Records for the task -
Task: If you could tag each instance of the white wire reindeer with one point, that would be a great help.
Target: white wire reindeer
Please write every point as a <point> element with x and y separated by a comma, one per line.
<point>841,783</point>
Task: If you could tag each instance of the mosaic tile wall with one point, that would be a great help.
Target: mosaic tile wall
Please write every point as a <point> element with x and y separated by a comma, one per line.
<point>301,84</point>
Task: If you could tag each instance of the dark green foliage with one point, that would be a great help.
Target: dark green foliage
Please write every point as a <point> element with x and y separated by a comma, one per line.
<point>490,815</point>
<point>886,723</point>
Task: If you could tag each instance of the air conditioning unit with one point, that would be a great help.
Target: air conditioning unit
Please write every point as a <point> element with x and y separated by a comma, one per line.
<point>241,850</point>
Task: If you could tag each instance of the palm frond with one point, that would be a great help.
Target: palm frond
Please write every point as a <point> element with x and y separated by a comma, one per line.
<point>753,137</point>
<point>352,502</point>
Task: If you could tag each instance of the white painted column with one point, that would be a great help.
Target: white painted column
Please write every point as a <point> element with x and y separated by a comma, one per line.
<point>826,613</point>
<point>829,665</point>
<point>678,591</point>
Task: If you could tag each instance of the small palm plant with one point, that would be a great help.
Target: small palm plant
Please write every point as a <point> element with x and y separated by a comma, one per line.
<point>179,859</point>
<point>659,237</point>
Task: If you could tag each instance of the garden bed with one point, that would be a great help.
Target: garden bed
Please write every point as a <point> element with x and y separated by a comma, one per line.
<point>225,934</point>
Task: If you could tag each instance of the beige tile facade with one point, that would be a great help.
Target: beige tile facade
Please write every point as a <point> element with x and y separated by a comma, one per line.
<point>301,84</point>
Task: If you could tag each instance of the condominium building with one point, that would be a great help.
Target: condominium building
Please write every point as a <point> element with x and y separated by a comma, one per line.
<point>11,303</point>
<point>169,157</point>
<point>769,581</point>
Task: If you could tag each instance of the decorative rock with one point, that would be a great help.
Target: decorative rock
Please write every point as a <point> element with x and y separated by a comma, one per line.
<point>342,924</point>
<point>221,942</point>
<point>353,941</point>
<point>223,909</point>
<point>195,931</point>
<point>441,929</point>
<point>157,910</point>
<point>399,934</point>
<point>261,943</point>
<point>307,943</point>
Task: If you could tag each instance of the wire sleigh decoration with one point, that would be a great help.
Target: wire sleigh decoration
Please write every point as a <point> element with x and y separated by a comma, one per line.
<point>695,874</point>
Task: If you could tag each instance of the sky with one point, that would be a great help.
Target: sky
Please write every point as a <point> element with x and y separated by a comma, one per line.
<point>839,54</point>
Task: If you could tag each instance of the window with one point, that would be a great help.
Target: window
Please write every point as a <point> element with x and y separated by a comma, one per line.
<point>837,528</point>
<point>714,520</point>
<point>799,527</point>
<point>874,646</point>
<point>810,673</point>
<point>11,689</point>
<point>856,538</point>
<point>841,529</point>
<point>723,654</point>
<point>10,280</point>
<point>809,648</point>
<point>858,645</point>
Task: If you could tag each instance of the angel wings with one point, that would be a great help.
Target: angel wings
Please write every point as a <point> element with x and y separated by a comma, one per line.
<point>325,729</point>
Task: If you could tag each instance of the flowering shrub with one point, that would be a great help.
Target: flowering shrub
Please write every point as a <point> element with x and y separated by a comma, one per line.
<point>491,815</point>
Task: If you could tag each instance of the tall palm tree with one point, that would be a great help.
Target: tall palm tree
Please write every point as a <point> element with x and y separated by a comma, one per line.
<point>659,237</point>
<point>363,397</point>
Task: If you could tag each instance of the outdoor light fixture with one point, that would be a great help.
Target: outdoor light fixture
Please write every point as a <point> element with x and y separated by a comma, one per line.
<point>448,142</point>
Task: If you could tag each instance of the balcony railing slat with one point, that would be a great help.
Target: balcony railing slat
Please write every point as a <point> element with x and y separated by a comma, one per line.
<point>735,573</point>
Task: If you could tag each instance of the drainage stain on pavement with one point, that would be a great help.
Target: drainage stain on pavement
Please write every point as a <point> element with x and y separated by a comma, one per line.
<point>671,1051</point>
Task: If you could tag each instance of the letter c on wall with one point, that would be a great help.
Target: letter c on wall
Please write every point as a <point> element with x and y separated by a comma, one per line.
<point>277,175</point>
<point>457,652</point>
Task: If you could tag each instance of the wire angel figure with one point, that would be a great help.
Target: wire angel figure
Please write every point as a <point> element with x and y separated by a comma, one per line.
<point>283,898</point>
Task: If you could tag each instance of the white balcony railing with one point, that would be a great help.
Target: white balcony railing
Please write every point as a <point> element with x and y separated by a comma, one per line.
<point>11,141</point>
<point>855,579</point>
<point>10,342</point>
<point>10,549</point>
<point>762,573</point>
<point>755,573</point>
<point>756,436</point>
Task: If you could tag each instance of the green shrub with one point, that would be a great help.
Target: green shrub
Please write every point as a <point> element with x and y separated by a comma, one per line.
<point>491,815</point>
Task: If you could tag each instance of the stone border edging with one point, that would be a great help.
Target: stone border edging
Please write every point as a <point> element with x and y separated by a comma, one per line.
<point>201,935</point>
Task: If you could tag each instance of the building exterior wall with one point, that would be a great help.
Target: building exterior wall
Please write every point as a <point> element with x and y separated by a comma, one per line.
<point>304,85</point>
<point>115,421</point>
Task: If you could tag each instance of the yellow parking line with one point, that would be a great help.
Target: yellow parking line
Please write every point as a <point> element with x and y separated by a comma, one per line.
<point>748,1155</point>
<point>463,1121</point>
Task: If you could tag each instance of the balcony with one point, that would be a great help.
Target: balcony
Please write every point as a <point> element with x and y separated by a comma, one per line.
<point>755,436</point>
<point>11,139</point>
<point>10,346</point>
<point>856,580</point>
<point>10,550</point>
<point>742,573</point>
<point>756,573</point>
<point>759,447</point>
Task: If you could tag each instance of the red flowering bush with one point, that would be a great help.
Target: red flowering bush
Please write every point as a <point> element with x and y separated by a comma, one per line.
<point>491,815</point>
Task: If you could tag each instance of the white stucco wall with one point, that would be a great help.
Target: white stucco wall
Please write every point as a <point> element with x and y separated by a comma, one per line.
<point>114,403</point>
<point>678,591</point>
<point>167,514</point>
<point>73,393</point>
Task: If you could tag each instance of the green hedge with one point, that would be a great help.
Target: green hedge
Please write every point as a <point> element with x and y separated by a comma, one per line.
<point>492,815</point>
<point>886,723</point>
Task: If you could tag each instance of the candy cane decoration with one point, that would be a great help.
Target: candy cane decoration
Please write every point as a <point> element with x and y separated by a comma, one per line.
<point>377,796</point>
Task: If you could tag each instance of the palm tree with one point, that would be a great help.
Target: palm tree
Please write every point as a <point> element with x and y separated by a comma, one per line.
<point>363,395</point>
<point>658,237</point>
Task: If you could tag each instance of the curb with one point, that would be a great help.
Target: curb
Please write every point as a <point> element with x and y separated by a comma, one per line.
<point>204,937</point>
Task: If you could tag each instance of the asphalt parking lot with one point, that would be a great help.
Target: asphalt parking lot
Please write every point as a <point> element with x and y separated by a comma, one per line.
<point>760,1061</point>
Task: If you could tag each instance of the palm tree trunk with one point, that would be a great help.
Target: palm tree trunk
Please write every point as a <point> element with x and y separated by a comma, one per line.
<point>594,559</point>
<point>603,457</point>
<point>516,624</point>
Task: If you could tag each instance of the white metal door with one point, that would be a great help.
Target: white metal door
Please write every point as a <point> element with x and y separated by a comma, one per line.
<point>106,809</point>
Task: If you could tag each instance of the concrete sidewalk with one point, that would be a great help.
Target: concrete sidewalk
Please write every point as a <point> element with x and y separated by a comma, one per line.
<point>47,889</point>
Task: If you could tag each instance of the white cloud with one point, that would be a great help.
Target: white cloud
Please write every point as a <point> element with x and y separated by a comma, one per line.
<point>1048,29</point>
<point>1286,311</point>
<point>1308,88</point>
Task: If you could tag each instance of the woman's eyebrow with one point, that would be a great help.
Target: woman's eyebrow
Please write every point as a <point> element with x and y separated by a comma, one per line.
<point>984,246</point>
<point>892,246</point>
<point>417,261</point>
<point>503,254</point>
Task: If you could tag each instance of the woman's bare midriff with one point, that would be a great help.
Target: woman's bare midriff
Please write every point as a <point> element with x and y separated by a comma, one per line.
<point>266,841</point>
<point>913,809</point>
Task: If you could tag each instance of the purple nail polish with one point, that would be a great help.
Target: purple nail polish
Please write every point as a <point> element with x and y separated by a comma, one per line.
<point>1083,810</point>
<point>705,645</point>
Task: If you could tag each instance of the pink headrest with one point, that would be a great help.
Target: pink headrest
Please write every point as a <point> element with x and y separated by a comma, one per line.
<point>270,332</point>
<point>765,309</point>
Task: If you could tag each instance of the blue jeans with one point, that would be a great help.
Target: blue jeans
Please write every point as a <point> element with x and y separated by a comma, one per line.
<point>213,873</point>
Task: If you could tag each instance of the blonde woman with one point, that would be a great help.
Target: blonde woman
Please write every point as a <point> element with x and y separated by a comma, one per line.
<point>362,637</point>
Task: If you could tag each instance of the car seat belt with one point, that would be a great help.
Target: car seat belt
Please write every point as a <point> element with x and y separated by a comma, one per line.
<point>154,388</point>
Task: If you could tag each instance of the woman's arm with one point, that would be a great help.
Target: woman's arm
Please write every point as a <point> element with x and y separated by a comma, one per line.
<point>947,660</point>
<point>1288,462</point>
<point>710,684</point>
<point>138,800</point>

What you need to do - Write out again the part of the records that opens with the line containing "Task: If you could tag each instance of the woman's bare" and closes with the line containing "<point>913,809</point>", keeping the requests as they are and shifting every coordinate in the answers up by 64.

Solution for this problem -
Task: If you could tag each instance of the woman's bare midriff with one point, that would be a great help.
Target: woman's bare midriff
Please write every point as a <point> element with x and y separated by a comma, one per line.
<point>330,905</point>
<point>977,873</point>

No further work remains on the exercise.